> _Zadania do wykonania_:
• 1. Jakie dwa serwisy multimedialne wskazano w tekście o branży internetowej jako te, które będą dalej rozwijane w 2011 roku?
• 2. Podejmij tekst o branży internetowej i pisz go dalej, zaczynając od miejsca po jego ostatnim zdaniu.

> _Wybrany fragment_:

┌──

Plany Państwa fna 2011 rok
Tradycyjnie o szczegółowych planach nie mówimy nic więcej ponad „less is more” :).
W tym wypadku oznacza to, że chcemy uruchamiać mniej nowych projektów, za to lepiej przygotowanych do walki o uwagę użytkownika.

Ogólnie w 2011 roku z pewnością będziemy kontynuować rozwój multimediów (WP.tv i tosiewytnie.pl) oraz platformy pocztowej. W przypadku reklamy dużą wagę przywiązywać będziemy do sieci AdTotal, zakładamy też dalszą, efektywną współpracę z TP i FT w ramach synergii w grupie.


Artur Potocki, wiceprezes, a od stycznia 2011 prezes Interia.pl
Najważniejsze wydarzenie, sukces i porażka branży w 2010 roku

Wydarzenie:
Wprowadzenie na rynek przez Apple tabletu iPad i stworzenie tym samym nowego standardu urządzeń, pomiędzy laptopem i komputerem. Bardzo dynamiczne wypieranie przez smartfony tradycyjnych telefonów komórkowych i wzrost liczby użytkowników mobilnego internetu.

└──

Zapisane dane:
┌──

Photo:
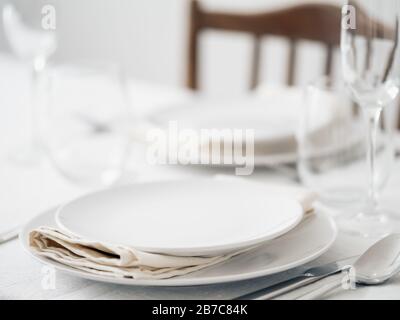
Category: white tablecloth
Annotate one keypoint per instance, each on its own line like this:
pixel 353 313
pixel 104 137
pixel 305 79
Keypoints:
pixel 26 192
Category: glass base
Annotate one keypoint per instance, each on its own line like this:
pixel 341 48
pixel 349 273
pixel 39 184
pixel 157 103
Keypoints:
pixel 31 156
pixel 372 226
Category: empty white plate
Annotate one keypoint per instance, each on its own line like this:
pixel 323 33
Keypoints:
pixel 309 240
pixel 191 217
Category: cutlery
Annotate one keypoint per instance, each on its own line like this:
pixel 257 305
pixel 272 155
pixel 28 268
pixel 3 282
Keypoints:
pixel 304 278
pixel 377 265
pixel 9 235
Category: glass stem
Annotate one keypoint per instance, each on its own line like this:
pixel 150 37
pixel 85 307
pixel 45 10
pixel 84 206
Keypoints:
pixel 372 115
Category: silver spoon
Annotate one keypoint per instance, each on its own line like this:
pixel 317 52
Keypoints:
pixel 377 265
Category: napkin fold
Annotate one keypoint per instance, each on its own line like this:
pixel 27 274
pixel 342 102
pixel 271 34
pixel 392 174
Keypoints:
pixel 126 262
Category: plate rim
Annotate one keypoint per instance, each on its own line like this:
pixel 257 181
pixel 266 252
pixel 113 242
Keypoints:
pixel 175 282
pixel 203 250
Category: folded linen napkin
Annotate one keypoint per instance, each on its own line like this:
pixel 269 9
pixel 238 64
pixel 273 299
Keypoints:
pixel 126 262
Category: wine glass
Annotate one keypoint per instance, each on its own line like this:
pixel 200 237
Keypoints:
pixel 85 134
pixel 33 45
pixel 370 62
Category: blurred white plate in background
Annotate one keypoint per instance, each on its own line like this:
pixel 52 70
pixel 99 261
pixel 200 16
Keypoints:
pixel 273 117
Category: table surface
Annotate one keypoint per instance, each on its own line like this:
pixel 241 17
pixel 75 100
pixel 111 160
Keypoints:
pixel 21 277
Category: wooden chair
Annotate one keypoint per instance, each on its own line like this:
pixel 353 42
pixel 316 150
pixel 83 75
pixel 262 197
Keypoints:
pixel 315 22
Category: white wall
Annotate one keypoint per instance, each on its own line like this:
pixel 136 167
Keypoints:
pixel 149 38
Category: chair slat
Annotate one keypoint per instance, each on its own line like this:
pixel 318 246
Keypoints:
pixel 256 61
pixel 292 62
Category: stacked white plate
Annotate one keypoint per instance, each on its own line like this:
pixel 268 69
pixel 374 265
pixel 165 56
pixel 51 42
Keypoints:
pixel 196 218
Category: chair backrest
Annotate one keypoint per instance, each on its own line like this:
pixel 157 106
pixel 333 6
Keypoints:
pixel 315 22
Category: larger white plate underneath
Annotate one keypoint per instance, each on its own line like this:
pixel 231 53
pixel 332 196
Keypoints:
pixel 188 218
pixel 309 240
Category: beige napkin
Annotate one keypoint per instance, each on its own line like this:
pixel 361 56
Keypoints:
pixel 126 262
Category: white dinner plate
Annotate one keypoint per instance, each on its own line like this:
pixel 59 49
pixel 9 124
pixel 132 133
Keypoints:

└──

> _Odpowiedzi do zadań_:
• 1. WP.tv i tosiewytnie.pl.

• 2.
Sukces:
Największy sukces w roku 2010 osiągnął moim zdaniem iPad. Wydawało się, że nie ma już miejsca na kolejne urządzenie i kolejny gadżet – a jednak Apple udowodniło światu, że tak nie jest. Ta nowa kategoria cieszy się ogromnym zainteresowaniem, przeszkodą w jeszcze szybszym rozwoju w Polsce jest ciągle cena, ale myślę że i to się zmieni. Na pewno pomoże też to, że kolejni giganci wypuszczają już na rynek własne tablety (Samsung, Toshiba, Acer, Dell) lub mają to w planach (Google, LG, Motorola, HTC).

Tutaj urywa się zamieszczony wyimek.